Pull out every line in the entries below that contains the word "letter". Case counts.

Start Recorded data

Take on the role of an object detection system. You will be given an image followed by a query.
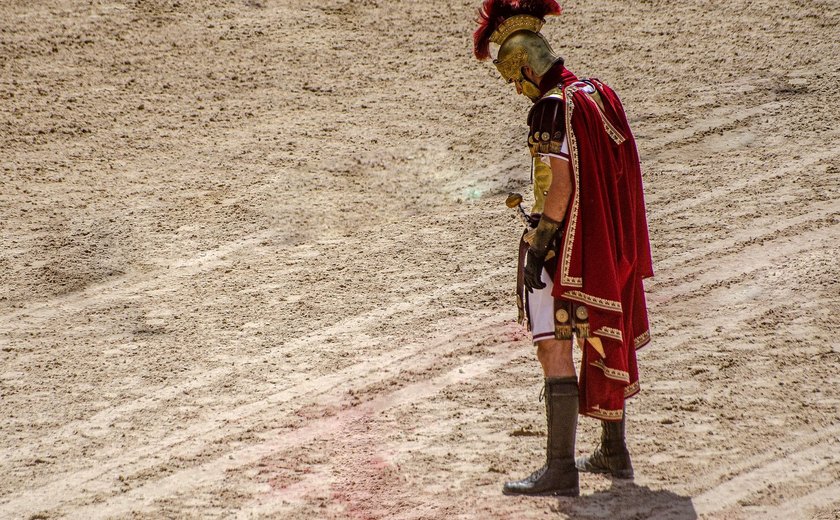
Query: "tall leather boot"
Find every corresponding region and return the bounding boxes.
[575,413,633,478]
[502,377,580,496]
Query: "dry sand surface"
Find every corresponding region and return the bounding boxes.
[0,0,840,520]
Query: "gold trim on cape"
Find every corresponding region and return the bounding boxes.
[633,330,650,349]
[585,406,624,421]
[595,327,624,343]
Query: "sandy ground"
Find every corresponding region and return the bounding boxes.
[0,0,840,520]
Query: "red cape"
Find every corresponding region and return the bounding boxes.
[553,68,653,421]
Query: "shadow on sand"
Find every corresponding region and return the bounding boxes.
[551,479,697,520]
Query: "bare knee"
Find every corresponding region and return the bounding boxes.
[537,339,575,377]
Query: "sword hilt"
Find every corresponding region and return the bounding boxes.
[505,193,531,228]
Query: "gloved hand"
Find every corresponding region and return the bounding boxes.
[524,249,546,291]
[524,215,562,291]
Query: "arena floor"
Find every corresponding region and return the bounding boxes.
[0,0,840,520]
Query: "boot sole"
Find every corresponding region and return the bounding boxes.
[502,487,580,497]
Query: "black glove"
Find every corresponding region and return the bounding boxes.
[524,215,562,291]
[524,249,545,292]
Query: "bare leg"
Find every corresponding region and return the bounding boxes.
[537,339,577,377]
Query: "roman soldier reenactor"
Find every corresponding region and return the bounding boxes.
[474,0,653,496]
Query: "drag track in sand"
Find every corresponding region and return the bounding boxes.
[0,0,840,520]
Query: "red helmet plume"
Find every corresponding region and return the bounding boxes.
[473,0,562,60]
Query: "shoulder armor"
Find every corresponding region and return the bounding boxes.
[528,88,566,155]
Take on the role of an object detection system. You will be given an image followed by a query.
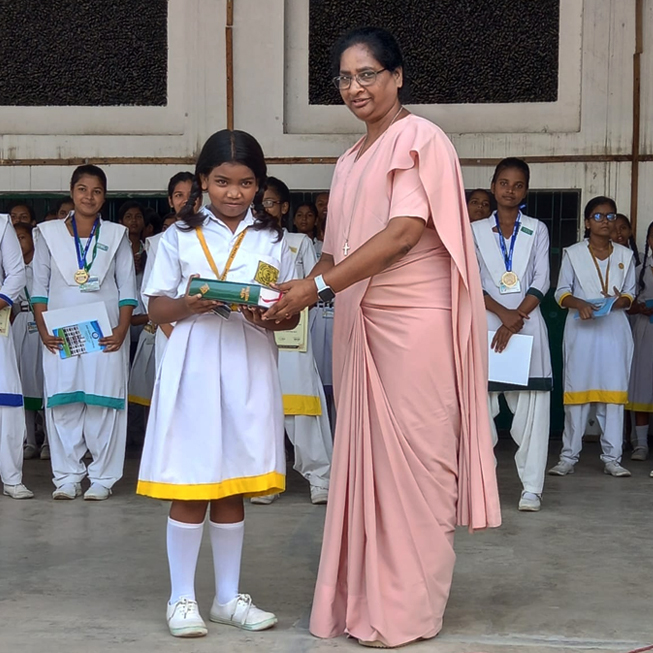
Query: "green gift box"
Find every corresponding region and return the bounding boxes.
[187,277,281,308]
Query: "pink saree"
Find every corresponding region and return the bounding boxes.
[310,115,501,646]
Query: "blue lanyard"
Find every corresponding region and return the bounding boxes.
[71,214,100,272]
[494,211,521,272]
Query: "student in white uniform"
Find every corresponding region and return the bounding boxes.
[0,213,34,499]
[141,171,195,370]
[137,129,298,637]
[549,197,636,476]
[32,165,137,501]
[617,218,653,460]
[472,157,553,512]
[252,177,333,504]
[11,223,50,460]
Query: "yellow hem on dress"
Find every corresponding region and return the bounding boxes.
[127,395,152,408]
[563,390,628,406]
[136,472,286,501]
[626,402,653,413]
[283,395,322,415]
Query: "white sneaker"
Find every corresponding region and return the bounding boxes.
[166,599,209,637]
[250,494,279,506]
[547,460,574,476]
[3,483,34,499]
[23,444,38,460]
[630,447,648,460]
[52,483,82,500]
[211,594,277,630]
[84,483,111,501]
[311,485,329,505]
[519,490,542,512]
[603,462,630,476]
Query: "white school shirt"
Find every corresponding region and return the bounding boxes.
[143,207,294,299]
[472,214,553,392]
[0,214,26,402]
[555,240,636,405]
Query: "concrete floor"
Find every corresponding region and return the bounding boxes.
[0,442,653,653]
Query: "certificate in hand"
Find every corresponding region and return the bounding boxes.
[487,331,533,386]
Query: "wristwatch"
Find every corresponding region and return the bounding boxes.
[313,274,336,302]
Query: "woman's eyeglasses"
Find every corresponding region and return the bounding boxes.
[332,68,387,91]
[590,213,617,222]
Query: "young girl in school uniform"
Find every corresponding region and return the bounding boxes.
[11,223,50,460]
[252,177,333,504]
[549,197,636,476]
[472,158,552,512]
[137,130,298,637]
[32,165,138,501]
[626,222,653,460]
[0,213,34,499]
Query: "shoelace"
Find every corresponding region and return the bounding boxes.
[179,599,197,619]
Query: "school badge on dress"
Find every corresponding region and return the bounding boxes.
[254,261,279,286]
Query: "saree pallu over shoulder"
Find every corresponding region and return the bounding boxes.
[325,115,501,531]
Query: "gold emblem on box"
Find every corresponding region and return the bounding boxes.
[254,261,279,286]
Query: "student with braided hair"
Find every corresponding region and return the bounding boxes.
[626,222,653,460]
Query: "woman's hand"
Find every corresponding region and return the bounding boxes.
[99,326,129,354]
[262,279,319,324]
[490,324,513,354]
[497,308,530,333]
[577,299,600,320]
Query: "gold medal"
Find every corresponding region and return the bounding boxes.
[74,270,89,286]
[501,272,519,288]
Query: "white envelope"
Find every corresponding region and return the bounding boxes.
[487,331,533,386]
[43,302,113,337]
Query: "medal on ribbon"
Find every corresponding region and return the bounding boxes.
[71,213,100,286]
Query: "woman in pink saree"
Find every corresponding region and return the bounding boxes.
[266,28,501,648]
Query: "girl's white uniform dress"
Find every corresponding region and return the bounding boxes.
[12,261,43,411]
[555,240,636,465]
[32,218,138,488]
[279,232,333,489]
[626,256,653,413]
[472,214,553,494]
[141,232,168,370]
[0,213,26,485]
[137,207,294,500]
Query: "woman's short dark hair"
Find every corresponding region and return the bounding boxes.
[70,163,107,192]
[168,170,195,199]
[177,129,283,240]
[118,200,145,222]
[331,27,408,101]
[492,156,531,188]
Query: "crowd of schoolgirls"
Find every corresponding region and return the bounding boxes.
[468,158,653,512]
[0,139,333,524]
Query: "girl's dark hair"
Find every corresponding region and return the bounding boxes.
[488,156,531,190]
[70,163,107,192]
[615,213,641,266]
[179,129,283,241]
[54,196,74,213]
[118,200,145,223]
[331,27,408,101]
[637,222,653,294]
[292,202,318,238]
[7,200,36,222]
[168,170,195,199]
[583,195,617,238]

End Recorded data
Start Recorded data

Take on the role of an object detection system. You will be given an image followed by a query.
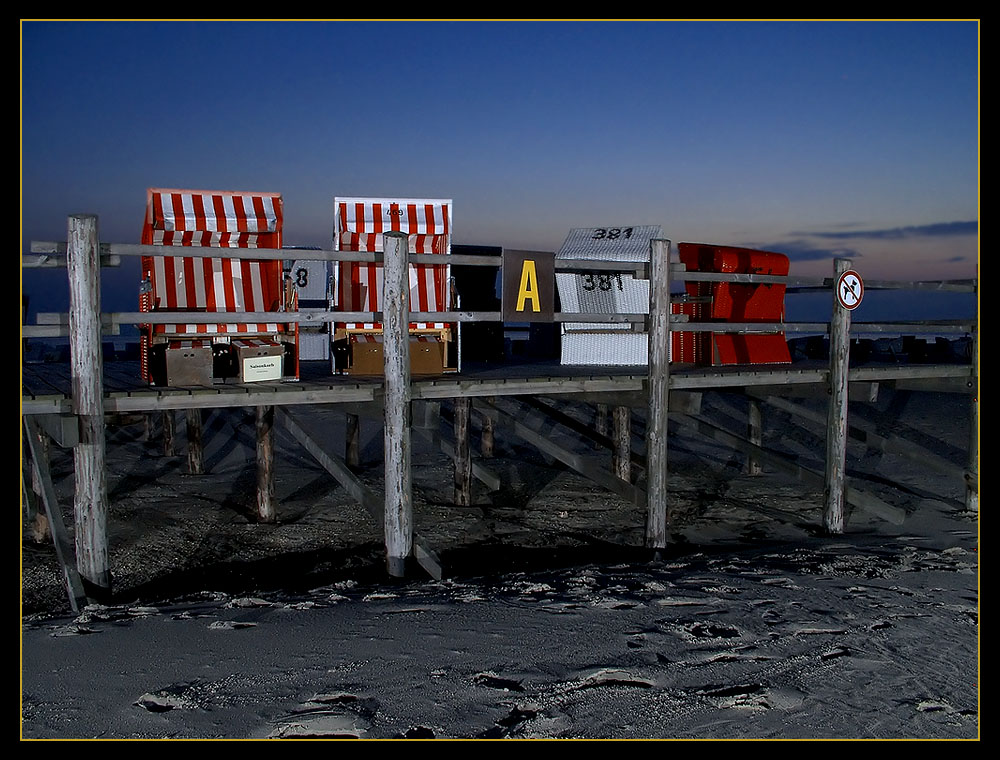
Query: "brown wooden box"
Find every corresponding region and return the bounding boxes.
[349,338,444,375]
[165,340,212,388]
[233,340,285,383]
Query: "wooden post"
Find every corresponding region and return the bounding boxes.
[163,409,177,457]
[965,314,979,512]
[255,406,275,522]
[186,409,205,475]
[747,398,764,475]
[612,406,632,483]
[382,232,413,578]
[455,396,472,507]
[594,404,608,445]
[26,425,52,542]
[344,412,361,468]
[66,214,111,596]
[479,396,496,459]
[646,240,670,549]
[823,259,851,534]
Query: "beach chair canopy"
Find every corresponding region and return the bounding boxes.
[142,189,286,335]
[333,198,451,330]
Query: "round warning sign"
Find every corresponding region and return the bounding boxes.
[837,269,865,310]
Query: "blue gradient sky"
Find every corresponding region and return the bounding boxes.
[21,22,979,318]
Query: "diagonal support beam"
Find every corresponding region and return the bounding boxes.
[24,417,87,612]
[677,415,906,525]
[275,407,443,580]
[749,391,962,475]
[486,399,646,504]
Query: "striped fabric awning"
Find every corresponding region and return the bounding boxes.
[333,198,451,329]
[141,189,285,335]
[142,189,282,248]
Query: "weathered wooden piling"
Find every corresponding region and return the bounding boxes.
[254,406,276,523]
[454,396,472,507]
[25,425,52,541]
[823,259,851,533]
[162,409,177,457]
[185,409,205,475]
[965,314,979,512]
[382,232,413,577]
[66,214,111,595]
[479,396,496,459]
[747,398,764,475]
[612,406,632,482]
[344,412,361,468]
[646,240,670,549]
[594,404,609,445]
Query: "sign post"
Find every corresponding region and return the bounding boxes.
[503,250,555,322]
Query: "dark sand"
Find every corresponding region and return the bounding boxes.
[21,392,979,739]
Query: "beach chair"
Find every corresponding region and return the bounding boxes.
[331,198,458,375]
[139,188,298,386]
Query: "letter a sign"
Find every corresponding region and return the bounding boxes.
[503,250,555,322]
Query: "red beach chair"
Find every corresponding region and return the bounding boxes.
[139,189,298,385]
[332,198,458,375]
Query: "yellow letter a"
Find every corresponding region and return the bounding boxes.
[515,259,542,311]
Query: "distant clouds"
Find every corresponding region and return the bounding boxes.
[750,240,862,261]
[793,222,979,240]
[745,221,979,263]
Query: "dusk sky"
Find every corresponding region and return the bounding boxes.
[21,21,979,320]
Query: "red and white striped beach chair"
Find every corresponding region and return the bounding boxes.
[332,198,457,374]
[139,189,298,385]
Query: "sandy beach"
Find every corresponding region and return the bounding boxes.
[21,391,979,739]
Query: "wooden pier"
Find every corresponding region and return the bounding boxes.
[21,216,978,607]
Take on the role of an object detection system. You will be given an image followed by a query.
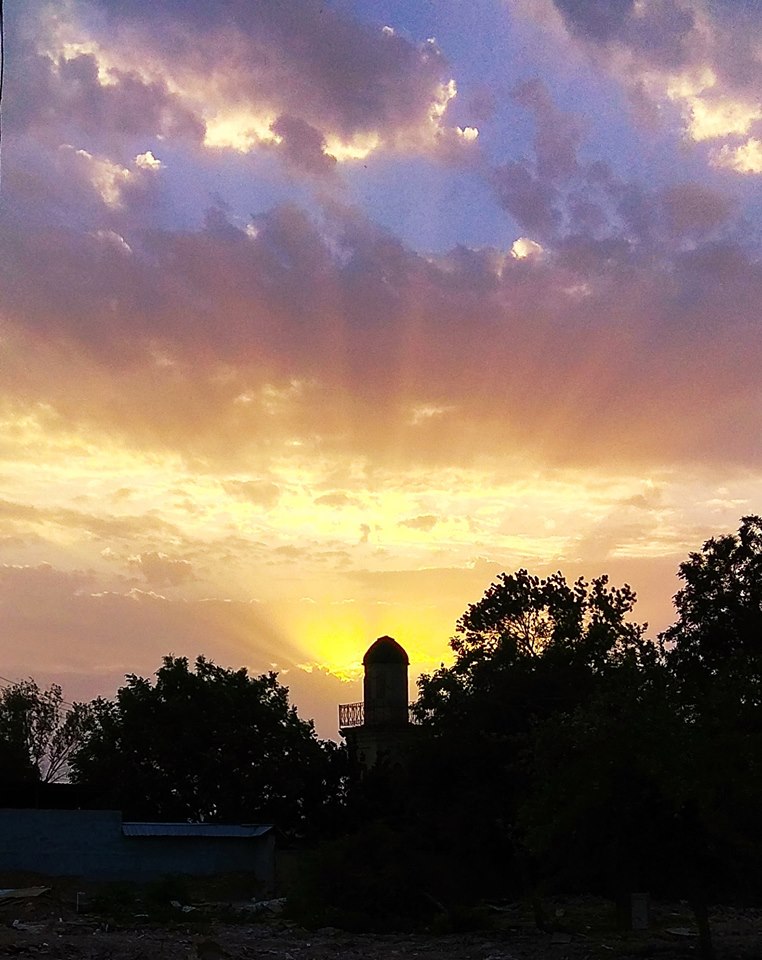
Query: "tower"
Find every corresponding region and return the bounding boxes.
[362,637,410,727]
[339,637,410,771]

End Recorded data

[Exercise result]
Query: "letter a sign"
Query: "yellow letter a"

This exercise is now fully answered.